───── Exercise materials
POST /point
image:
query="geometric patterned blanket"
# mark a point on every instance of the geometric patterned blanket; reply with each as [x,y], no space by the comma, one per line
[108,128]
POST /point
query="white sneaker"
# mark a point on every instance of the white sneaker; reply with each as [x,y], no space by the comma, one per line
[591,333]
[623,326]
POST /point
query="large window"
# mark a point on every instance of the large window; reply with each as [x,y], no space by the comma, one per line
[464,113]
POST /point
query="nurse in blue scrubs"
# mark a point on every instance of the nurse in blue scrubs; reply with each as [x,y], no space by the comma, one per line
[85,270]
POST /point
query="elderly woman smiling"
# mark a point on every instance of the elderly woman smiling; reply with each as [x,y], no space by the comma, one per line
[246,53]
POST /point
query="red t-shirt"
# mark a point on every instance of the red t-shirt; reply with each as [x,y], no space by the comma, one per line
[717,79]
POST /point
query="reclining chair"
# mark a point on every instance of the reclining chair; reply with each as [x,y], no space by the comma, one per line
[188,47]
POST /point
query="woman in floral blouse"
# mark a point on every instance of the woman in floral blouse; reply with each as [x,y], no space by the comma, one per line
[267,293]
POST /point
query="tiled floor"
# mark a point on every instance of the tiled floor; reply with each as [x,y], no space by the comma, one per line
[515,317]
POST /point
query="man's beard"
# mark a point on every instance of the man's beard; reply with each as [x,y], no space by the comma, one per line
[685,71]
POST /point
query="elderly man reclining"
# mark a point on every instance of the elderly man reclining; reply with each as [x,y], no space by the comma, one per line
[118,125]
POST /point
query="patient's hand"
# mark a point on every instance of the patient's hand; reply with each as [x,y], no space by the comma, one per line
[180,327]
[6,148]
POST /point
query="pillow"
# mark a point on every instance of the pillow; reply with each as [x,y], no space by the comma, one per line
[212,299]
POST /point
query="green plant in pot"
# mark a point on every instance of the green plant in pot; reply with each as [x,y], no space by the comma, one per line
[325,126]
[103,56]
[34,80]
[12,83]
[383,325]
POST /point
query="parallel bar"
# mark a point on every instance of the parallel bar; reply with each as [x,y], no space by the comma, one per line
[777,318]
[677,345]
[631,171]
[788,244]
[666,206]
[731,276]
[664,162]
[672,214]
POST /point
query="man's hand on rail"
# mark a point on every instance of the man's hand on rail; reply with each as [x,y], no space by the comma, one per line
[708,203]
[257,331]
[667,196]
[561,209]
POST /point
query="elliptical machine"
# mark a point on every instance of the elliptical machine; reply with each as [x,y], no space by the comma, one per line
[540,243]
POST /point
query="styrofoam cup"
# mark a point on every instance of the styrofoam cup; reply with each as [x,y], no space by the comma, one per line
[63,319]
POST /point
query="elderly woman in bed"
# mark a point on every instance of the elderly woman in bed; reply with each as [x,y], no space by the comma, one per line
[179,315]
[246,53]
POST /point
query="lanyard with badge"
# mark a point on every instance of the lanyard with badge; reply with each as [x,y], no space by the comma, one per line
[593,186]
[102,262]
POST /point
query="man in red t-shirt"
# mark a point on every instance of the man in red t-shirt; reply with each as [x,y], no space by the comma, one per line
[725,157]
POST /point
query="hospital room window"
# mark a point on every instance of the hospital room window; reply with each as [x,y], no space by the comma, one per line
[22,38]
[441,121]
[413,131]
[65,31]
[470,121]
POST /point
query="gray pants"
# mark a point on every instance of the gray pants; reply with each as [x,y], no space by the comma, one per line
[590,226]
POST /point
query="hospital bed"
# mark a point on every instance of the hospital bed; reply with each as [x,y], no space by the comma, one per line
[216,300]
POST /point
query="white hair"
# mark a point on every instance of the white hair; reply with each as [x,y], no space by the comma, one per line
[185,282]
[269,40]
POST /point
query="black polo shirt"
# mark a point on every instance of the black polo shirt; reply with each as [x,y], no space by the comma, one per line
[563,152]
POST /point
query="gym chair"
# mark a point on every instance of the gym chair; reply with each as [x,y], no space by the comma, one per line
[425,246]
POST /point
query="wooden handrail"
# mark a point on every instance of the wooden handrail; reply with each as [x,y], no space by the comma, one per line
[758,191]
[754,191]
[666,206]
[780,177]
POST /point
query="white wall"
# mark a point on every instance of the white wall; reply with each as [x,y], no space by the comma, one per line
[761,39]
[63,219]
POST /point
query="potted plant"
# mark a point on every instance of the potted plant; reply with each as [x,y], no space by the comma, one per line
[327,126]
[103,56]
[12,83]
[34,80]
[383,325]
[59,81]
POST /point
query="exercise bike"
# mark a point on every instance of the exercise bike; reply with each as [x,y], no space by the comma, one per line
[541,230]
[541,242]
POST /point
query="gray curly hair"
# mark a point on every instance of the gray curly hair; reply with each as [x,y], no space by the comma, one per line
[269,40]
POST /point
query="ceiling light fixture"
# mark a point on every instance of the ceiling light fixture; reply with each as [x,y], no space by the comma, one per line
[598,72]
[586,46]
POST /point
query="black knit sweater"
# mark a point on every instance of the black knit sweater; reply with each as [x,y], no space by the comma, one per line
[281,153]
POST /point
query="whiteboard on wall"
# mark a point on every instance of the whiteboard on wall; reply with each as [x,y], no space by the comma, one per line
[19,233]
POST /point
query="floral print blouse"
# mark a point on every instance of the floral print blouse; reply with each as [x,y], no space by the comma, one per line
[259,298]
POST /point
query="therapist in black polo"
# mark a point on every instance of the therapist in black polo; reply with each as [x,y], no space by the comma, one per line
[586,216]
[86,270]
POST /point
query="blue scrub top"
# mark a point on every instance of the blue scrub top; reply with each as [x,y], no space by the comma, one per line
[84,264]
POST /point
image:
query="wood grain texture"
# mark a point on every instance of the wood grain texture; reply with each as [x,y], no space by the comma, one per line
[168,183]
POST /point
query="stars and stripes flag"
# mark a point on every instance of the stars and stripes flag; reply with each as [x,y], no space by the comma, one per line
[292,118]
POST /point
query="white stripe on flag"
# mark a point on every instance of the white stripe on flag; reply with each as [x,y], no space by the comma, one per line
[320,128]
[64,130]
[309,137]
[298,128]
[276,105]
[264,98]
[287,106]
──────────
Task directions » Copy out the whole listing exactly.

Solution below »
POST /point
image:
query="geometric patterned blanket"
# mark a point on every instance of the geometric patterned blanket; reply with each as [x,y], no space by the comma, one per line
[108,128]
POST /point
query="white sneaker"
# mark a point on every instance of the white sneaker; reply with each as [x,y], no space by the comma, one per line
[591,333]
[623,326]
POST /point
query="large window"
# mark a point on every instance of the large window; reply with each as [x,y], no space by the comma, one per line
[464,113]
POST /point
query="nurse in blue scrubs"
# mark a point on every instance of the nurse in blue scrubs; reply with each as [x,y], no space by the comma, one per line
[85,270]
POST /point
query="elderly woman smiling"
# mark a point on every instance of the elderly woman smiling; reply with each as [x,y], no space by the comma, one per line
[246,53]
POST /point
query="red t-shirt"
# mark a point on every instance of the red t-shirt; reply with each as [x,y], no space by the comma, one per line
[717,79]
POST /point
query="reclining chair"
# mark a point on every instance of the reclining chair; reply with each as [x,y], no space by the comma, one per line
[188,47]
POST /point
query="woman in floral blouse"
# mark a point on every instance of the woman in floral blouse; reply with each as [x,y], no space by the comma, one per line
[267,293]
POST /point
query="tiled floor"
# mark a point on every instance of the tiled floor; reply with each as [x,y], no space by the comma, one per line
[515,317]
POST /point
query="man's beard"
# mark a point on every instance of the man's beard; reply with each as [x,y], no space by the comma, one per line
[685,71]
POST /point
query="elderly man reclining"
# mark a point on every instance of the elderly man reclining; reply with each as [x,y], no space by the comma, one per line
[118,125]
POST /point
query="patient's hand"
# mark a point on every instance of the patient's hand; reply with each as [x,y], no space by the comma, one per line
[180,327]
[6,148]
POST /point
query="pillow"
# mark a point on every instance of the pillow; reply with each as [x,y], no space by the comma, one per line
[212,299]
POST /point
query="green plant in pot"
# mark a point on every instance of the green plant in pot; reply with each as [x,y], no space by the comma, one per line
[325,126]
[103,56]
[34,80]
[12,83]
[383,325]
POST /point
query="parallel bar"
# mark a point on every instance of the parallel bar; reply with each as [x,y], no space by the comma, one per line
[777,318]
[677,345]
[631,171]
[788,244]
[666,206]
[731,276]
[664,162]
[672,214]
POST /point
query="man's hand on rail"
# mark a point on every instance of the man's hand on rail; reply with each as [x,y], no space by the comma, one per line
[708,203]
[257,331]
[667,196]
[561,209]
POST /point
query="elliptical machine"
# mark a point on every instance of the elliptical machine; reply with each as [x,y], no space by the comma, one per line
[540,243]
POST /point
query="styrofoam cup"
# mark a point on every instance of the styrofoam cup; reply with each as [x,y], no space by the comma, one per line
[63,319]
POST /point
query="elderly woman in bed"
# mark a point on every instance of the elderly woman in bed; reply with each as [x,y], no space by the comma, one per line
[179,315]
[246,53]
POST /point
query="lanyard with badge"
# mark a point on every instance of the lanyard with badge; reply with each as [x,y], no space by the comma, one per line
[593,186]
[102,262]
POST /point
query="man in red t-shirt"
# mark a point on every instance of the man in red t-shirt; reply with each as [x,y], no space by the comma, one per line
[725,157]
POST /point
query="hospital room window"
# mark a point on every instance of the hospital room window; reply with each as [x,y], no space by the comma, one per line
[22,38]
[441,121]
[413,131]
[65,31]
[470,121]
POST /point
query="gray pants"
# mark a point on every instance of the gray pants; reply with each as [x,y], no space by the comma, one per line
[590,226]
POST /point
query="hospital bed"
# mark a point on every instance of the hospital bed; reply with each as [x,y], no space by the comma, one per line
[216,300]
POST /point
query="white hair"
# mark a point on every instance of the white hair; reply with each as [x,y], no space by the comma, one per line
[185,282]
[269,40]
POST /point
query="black polo shirt"
# mark a point on every instance of the black polo shirt; reply with each as [x,y], no space by the comma, one per line
[563,152]
POST /point
query="gym chair"
# mark a point on every instance of the gym chair; reply with each as [x,y], no space by the comma, one per line
[425,246]
POST /point
query="wooden handrail"
# mark a point on every instance of the wooden handrail; reply with each as [x,y], no space by the comma, one per line
[758,191]
[754,191]
[666,206]
[780,177]
POST /point
query="white wall"
# mark a point on every instance of the white wall; reply with each as [x,y], no space by the comma, one per line
[761,39]
[63,219]
POST /point
query="potted plant"
# mark a point on every instance of the potted plant; reply with each as [x,y], no space by the comma, one per line
[327,126]
[103,56]
[12,83]
[34,80]
[383,325]
[59,81]
POST /point
query="exercise bike"
# mark a point on every instance of the exercise bike; reply with each as [x,y], no space by the comma, one per line
[541,230]
[541,242]
POST /point
query="gray curly hair"
# mark a point on every instance of the gray curly hair; reply with each as [x,y], no space by the comma, one per line
[269,40]
POST /point
query="ceiling light fixture"
# mark a point on every instance of the ceiling light fixture; reply with each as [x,y], no space by the comma, one per line
[598,72]
[586,46]
POST /point
query="black knit sweater"
# mark a point on every instance of the black knit sweater; reply with each as [x,y], no space by the comma, one per line
[281,153]
POST /point
query="whiteboard on wall"
# mark a point on every instance of the whiteboard on wall; reply with each as [x,y], no space by the comma, one per line
[19,233]
POST /point
query="floral print blouse"
# mark a point on every instance of the floral print blouse; reply with each as [x,y], no space by the comma, one per line
[259,298]
POST /point
query="therapist in black polo"
# mark a point on every instance of the therapist in black polo; reply with each as [x,y], no space by the comma, one per line
[586,216]
[86,270]
POST /point
query="blue scrub top"
# mark a point on every instance of the blue scrub top; reply with each as [x,y], no space by the comma, one per line
[84,264]
POST /point
image:
query="wood grain texture"
# mark a point on every instance of the wood grain texture; reply with each as [x,y], no space by the comma, one per line
[168,183]
POST /point
query="stars and stripes flag"
# mark a point on every instance of the stars and stripes flag; reply with each as [x,y], no space by the comma, one per line
[292,118]
POST /point
query="white stripe on flag"
# mark a point on every instance of the white stripe on flag; reply with each as [x,y], no space by the comma, one per line
[320,128]
[64,130]
[309,137]
[298,128]
[276,105]
[264,98]
[287,106]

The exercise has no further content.